Output every entry exactly as written, but omit the pictures.

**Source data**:
>>>

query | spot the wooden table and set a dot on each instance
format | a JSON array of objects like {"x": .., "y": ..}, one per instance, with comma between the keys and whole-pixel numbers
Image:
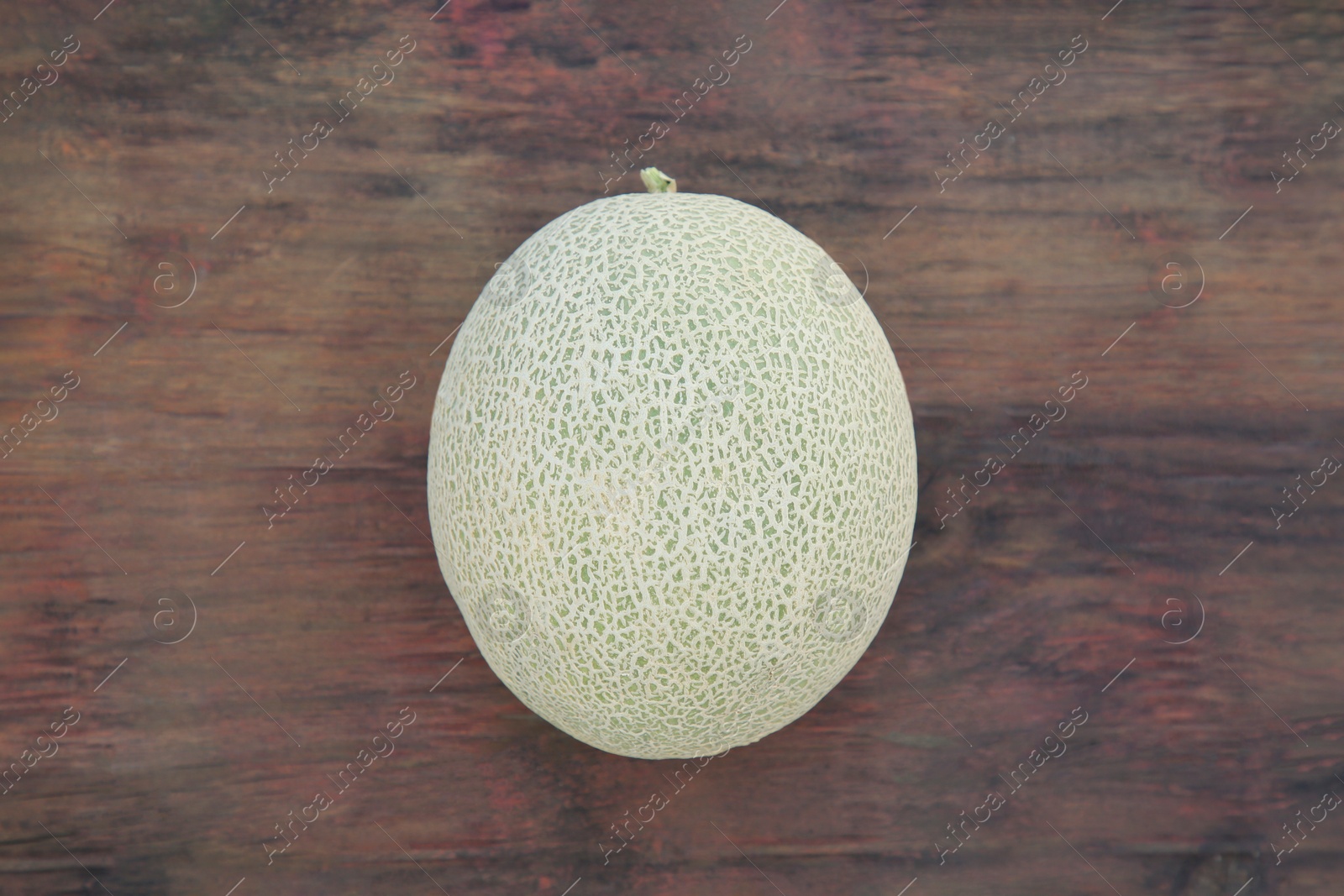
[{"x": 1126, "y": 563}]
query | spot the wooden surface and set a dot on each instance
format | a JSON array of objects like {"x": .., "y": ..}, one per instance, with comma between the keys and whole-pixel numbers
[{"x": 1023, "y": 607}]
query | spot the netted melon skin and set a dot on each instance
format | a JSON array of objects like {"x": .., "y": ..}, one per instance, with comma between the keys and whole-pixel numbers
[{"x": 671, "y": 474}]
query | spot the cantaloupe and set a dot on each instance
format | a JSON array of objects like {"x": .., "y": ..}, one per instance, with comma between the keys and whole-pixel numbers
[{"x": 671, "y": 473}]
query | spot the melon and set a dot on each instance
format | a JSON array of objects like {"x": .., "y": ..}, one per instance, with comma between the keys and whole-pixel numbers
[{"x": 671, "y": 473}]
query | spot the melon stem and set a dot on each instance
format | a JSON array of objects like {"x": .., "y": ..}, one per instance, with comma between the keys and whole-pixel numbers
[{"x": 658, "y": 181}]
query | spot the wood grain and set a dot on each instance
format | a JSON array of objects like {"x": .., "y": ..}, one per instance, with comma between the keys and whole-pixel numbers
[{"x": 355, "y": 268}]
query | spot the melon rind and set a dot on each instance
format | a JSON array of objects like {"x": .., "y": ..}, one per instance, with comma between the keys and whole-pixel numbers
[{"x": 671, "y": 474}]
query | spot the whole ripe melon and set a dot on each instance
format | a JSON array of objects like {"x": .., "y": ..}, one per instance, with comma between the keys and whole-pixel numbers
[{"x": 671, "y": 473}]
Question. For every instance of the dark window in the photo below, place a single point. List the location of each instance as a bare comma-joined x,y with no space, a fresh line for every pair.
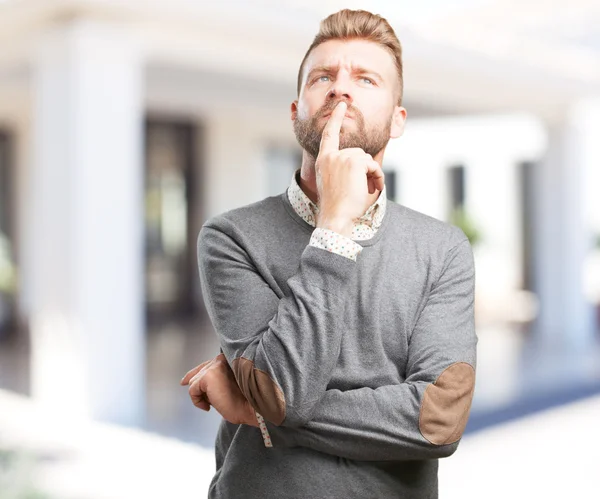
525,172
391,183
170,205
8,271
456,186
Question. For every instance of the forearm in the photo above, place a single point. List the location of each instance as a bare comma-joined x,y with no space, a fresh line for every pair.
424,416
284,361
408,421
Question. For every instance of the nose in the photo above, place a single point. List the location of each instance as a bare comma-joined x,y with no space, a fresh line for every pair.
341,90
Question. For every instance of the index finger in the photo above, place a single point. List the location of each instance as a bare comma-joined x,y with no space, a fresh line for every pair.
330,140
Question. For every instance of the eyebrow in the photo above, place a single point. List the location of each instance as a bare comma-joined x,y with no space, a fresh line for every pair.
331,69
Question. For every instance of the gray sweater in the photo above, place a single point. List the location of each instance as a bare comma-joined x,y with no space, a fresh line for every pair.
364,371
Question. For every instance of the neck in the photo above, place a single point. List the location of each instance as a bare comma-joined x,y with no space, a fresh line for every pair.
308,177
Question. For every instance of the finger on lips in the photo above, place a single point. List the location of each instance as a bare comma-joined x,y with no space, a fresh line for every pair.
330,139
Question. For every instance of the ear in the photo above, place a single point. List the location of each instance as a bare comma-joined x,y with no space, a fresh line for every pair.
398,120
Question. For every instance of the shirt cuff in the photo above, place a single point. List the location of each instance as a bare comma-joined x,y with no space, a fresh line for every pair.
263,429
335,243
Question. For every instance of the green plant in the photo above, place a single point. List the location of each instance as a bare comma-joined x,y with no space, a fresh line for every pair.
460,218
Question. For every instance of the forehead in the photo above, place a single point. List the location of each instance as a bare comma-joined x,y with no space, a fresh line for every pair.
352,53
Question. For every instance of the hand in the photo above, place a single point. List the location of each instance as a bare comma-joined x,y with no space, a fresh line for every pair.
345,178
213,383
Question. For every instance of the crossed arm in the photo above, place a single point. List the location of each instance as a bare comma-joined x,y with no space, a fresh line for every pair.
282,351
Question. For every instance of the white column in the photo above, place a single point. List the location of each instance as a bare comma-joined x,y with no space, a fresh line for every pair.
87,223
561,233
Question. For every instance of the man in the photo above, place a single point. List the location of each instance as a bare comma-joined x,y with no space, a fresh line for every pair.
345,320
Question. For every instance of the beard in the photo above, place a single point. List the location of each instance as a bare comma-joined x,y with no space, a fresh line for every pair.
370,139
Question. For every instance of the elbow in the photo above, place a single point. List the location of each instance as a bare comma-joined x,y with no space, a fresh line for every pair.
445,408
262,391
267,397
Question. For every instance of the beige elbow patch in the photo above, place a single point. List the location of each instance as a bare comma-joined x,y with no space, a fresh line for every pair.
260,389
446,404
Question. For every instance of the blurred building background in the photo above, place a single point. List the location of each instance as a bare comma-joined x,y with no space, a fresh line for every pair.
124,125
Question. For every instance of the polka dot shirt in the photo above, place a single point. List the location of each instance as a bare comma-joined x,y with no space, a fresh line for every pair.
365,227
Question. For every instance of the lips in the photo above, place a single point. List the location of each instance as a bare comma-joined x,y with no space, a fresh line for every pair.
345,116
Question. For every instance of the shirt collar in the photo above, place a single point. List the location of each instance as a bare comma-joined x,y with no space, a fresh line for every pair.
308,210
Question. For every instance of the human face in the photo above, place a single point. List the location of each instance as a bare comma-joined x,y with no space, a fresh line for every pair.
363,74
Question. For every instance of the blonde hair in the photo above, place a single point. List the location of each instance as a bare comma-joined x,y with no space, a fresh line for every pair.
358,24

<<<

**CORRECT ANSWER**:
query | spot the wooden table and set a dot on each instance
format | a JSON array of objects like {"x": .., "y": ..}, one per instance, with comma between the keys and whole-pixel numbers
Image:
[{"x": 1126, "y": 563}]
query | spot the wooden surface and set a dot on each instance
format | a JSON array of objects like {"x": .., "y": ..}, one per instance, with comma between the keys and whole-pixel numbers
[{"x": 1023, "y": 607}]
query | spot the netted melon skin and set a dot on each instance
format | a JSON array of objects like {"x": .., "y": ..}, one per instance, with comma between the keys and whole-pixel numbers
[{"x": 671, "y": 474}]
query | spot the cantaloupe and set a dot on each instance
format | a JSON array of objects like {"x": .., "y": ..}, one per instance, with comma between the keys and whole-pixel numbers
[{"x": 671, "y": 473}]
query | spot the melon and set a dot on each instance
format | a JSON array of objects like {"x": .., "y": ..}, one per instance, with comma between the keys and whole-pixel numbers
[{"x": 671, "y": 473}]
query | spot the melon stem and set a dot on each instance
format | a JSON array of objects like {"x": .., "y": ..}, one per instance, with comma between the keys and whole-pixel numbers
[{"x": 658, "y": 181}]
query | spot the wood grain and set a dot on each instance
format | a JSON array of objects like {"x": .., "y": ..}, one per instance, with comma between the keys and whole-pixel numbers
[{"x": 355, "y": 268}]
query | spot the melon rind and set a dot on each instance
format | a JSON array of objects like {"x": .., "y": ..}, one per instance, with comma between the keys and whole-pixel numbers
[{"x": 671, "y": 474}]
query | spot the whole ripe melon and set a dot on each instance
format | a JSON array of objects like {"x": .., "y": ..}, one per instance, with comma between the keys and whole-pixel numbers
[{"x": 671, "y": 473}]
Question. For every instance of the dark window in the photo below, place a single point. List the location of each instance as a bare comma-joined x,y with no space, a fresh line for every pair.
525,172
391,183
170,205
8,271
456,186
Question. For every instance of the forearm in the photo above, place a single point. List the location of each instance as a bare comma-joined x,y with no space, a fresh line for every pair.
424,416
284,361
408,421
Question. For every instance of the nose in the photo above, place a single point. List the location of each instance as a bare comma-joined x,y with no space, a fresh line for every pair.
341,90
Question. For every instance of the index finger in the photo above, place a single point. List the location of each instance as a bare comma-joined x,y with no space, a fresh line for every pair.
330,140
Question. For every instance of the eyebrow in the photo above, place a single point. List the location of each instance as a bare comma-joined x,y with no space, a fresh line for every pair.
331,69
Question. For every instance of the gray sweater in the photo above, place a single point. List the location of each instance as a bare comma-joined x,y with no space, a fresh line for every pair.
364,371
Question. For every instance of the neck in the photo above, place a single point. List the location of each instance as a bare comma-joined x,y with no space, a fresh line for every pair.
308,177
Question. For every instance of the finger on lips in the photo above, place a single point. List the location of each instance as a bare comma-joined x,y with no space, a fresh line for every pair.
330,139
Question. For every instance of the ear in the photo above, place a single point. List the location of each instance as a bare comma-joined x,y with no space, a fresh line for every pair.
398,120
Question. For every instance of the shirt cuff in the photo above, place a single point. List the location of each instance as a bare comma-joined x,y with no space, a fresh line for every pair.
263,429
335,243
Question. For every instance of the green plant in the photo above, place a single point. List the location of each instance as a bare comma-joined x,y with no space, a fresh line for every pair.
460,218
Question. For every instance of the forehead in the photo above, place a single point. List the location of each instance as a bare comma-joined x,y with no space, a fresh line for every pair.
352,53
Question. For every instance of the hand in the photo above, place a single point. List the location of each instance as a bare comma-joined x,y with no space, a fresh line for every pair.
345,178
213,383
Question. For every instance of the crossed arm in the photo above, place a single point. List the location of each instance as a bare comma-joined x,y with no space, a fresh line for every pair.
282,351
Question. For every instance of the white column in the photo above, place a single point. List the location of each instance as a bare comma-joined x,y with no space, a fresh line for every pair.
87,223
561,233
Question. For every instance of the man in the photo above, place a single point. List the location of each instance as a bare comma-joined x,y with no space, a fresh line for every pair.
345,320
Question. For every instance of the beard in the photo above, place a single point. List the location of each instance as a bare comma-joined x,y with no space, a fresh line for every pair.
370,139
Question. For every instance of the elbow in the photo above, place a single point. List the location of each instance as a bare comma-joined x,y with no space, a fresh line for every pair.
445,408
262,391
267,397
Question. For every instance of the beige elbow patch in the photo above, place a single point. List the location of each instance as a bare comma-joined x,y with no space, a fresh line for every pair.
260,389
446,404
Question. For every instance of the blurred building background in the photo above, place a single point. List the location of each instance as a bare comma-joined x,y with no space, a fresh line for every pair.
124,125
Question. For every instance of the polka dot shirt in the photo above, place a single point. List the location of each instance as a bare comma-joined x,y with no space, a fresh line for every pair.
365,227
Question. For every instance of the lips in the photo above, place a single point. List the location of each instance as a bare comma-joined x,y with no space, a fresh line for every pair.
345,116
Question. For every instance of the shirt collar in the photo above, place a single point. List the location of each instance as a bare comma-joined x,y with no space, a fresh line for every pair.
308,210
Question. For every instance of the human face in the photo above, place a single point. List the location of each instance as a bare comma-joined x,y with no space, a fresh line for every pair.
363,74
Question. For every instance of the blonde hair in the photo above, place a single point. List the location of each instance as a bare comma-joined x,y with no space, a fresh line for every pair.
358,24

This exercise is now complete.